INSTRUCTIONS TO FOLLOW :: Where in the data below does the word "house" appear? Copy every line that has it.

Stored items from a collection
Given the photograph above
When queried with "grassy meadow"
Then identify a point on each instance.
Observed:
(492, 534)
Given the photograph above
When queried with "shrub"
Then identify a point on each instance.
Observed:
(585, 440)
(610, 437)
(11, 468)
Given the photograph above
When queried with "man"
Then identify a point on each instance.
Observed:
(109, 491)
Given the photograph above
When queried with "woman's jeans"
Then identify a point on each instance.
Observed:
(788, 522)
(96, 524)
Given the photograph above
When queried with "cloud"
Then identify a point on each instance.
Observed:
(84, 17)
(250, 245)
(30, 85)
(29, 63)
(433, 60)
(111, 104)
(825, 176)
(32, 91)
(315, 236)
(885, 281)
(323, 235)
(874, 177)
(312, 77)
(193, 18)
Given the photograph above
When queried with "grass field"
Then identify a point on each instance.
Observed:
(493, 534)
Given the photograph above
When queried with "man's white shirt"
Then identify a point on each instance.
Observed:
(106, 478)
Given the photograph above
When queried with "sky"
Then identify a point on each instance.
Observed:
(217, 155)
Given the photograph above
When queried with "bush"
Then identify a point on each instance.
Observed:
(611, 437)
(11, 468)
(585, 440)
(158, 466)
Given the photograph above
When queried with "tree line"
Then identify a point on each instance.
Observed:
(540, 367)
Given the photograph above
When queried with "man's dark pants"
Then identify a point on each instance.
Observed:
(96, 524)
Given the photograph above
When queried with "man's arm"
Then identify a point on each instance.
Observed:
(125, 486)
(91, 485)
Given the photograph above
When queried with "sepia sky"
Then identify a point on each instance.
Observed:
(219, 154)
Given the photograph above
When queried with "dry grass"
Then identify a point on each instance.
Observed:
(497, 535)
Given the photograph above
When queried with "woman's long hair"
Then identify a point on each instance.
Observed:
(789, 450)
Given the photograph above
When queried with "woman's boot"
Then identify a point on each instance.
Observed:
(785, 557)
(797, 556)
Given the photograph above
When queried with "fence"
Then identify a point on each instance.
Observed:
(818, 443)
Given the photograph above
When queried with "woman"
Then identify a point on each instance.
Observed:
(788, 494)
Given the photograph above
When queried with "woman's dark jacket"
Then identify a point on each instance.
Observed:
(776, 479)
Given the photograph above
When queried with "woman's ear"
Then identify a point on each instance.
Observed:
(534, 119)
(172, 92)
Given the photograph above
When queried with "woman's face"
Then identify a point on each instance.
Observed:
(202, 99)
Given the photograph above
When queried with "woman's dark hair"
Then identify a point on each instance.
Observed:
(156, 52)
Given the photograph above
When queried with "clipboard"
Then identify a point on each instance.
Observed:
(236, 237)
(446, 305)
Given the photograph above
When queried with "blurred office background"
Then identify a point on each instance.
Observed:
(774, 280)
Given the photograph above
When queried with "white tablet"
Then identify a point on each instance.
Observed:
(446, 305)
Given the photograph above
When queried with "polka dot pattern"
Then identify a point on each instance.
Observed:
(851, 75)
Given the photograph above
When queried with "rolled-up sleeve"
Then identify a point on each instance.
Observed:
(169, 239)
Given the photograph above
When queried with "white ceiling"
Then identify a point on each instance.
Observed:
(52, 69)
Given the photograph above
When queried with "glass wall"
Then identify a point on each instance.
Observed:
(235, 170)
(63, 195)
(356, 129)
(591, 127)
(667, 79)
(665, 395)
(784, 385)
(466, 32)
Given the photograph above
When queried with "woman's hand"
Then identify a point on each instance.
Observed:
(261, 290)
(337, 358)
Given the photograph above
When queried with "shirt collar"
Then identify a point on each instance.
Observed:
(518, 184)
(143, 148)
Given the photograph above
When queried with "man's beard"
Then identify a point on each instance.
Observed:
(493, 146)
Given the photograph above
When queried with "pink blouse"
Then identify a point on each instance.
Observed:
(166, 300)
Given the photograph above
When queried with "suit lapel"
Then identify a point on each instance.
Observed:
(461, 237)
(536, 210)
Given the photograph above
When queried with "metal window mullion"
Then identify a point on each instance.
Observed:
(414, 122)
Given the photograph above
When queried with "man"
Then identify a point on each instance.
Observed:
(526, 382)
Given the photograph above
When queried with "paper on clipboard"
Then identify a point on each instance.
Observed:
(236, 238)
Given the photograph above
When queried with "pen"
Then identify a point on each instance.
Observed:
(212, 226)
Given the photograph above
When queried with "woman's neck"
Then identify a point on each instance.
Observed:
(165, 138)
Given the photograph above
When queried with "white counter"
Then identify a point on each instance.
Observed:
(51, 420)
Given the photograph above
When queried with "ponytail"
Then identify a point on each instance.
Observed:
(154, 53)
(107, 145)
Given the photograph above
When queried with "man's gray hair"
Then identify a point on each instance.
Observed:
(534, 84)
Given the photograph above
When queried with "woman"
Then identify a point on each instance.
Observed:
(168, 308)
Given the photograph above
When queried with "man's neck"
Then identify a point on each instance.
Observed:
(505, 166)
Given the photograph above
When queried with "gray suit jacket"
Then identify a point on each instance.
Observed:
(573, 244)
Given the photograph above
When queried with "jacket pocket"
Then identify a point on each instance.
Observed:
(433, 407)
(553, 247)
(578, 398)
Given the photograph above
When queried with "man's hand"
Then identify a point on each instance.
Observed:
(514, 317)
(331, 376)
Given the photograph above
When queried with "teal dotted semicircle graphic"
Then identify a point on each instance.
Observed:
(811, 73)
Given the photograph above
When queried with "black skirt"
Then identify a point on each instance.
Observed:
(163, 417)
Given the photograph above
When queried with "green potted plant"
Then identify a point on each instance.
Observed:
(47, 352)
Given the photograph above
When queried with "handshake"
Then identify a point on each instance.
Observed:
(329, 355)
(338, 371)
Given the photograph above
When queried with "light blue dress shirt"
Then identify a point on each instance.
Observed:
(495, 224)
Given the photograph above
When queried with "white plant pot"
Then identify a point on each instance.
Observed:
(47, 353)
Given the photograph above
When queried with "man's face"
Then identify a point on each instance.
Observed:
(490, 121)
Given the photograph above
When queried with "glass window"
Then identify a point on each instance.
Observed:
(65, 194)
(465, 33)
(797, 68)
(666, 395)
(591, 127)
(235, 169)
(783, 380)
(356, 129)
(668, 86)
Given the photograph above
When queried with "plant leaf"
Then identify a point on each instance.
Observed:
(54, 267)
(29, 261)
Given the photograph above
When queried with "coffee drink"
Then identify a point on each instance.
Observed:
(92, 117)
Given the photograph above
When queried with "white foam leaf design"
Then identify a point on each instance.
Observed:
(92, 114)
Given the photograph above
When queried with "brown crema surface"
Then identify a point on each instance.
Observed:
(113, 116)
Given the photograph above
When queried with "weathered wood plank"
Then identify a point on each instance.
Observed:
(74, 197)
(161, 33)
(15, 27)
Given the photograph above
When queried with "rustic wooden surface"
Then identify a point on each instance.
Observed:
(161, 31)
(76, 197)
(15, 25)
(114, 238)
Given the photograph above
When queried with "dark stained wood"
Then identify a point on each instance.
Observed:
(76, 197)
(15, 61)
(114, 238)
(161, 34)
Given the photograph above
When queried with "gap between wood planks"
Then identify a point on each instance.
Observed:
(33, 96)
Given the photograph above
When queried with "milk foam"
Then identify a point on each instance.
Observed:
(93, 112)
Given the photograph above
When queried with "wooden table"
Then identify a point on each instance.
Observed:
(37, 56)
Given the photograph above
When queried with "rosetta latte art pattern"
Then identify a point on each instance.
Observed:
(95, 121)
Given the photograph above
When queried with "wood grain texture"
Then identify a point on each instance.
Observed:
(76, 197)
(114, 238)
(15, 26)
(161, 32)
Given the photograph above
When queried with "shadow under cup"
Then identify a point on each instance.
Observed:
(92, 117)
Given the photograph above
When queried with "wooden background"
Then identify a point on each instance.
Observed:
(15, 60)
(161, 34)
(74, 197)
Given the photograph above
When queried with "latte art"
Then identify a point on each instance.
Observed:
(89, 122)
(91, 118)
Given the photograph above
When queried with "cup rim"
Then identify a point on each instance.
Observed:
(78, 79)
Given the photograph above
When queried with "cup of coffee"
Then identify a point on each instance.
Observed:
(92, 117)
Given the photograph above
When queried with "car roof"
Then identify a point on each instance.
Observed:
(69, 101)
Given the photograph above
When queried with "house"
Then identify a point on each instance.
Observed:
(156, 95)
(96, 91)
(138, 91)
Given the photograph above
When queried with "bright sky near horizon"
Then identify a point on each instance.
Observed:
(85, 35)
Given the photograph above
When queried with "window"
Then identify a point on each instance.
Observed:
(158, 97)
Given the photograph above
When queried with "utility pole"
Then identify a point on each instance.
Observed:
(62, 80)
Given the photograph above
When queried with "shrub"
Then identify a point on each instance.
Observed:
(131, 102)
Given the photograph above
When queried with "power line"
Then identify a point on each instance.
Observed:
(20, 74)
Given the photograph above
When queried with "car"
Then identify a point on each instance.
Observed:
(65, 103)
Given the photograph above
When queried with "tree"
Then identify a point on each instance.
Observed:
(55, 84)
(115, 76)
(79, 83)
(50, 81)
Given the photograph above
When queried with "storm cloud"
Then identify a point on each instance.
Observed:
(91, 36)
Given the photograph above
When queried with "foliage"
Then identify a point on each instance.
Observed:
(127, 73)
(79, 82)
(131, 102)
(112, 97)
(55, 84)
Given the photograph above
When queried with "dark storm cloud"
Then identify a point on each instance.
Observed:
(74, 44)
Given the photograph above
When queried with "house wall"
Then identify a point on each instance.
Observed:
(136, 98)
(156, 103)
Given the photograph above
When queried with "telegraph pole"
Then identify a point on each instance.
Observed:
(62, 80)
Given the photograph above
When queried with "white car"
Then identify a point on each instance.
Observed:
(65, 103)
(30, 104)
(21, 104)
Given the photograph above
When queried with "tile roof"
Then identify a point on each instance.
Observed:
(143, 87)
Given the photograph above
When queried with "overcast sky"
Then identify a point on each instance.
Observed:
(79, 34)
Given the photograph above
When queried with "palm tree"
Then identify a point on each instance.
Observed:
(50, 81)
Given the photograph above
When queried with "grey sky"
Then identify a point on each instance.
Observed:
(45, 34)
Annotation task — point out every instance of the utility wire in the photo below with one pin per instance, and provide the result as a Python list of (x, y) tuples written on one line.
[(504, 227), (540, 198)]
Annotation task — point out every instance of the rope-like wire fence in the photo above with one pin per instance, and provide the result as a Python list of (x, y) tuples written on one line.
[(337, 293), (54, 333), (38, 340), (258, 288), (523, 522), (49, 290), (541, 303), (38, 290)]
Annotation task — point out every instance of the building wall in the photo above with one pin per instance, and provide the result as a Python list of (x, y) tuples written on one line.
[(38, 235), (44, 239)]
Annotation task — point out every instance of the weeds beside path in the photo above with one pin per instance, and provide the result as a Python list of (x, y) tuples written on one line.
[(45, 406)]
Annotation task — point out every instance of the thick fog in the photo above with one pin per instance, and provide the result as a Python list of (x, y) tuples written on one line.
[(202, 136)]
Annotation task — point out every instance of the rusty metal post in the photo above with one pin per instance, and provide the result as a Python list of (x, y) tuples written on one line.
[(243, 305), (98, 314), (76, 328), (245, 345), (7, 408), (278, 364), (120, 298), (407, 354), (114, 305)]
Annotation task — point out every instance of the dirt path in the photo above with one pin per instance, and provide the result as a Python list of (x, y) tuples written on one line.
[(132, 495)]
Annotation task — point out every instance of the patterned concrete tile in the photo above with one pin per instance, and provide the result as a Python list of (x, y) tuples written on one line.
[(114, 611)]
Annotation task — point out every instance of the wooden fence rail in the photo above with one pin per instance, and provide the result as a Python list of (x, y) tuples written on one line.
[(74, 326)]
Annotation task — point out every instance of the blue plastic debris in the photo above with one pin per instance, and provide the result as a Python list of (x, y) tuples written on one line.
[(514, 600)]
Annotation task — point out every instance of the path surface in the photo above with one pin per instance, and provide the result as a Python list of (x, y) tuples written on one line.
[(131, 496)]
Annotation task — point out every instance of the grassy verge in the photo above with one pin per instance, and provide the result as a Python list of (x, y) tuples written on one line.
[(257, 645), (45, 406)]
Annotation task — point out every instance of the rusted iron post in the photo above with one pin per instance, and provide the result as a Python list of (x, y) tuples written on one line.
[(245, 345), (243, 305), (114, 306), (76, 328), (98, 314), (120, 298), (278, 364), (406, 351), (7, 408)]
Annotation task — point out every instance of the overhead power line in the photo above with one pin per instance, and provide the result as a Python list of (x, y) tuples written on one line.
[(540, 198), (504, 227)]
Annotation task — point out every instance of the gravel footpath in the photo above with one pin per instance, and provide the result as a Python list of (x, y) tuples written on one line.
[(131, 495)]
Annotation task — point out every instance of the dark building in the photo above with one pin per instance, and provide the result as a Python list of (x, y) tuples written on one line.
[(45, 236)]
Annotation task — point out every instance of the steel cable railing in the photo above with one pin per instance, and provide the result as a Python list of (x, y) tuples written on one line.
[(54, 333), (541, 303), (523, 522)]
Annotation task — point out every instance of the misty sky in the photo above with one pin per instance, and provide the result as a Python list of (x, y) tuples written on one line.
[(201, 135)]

RESULT ::
When queried with "house"
When queried with "house wall"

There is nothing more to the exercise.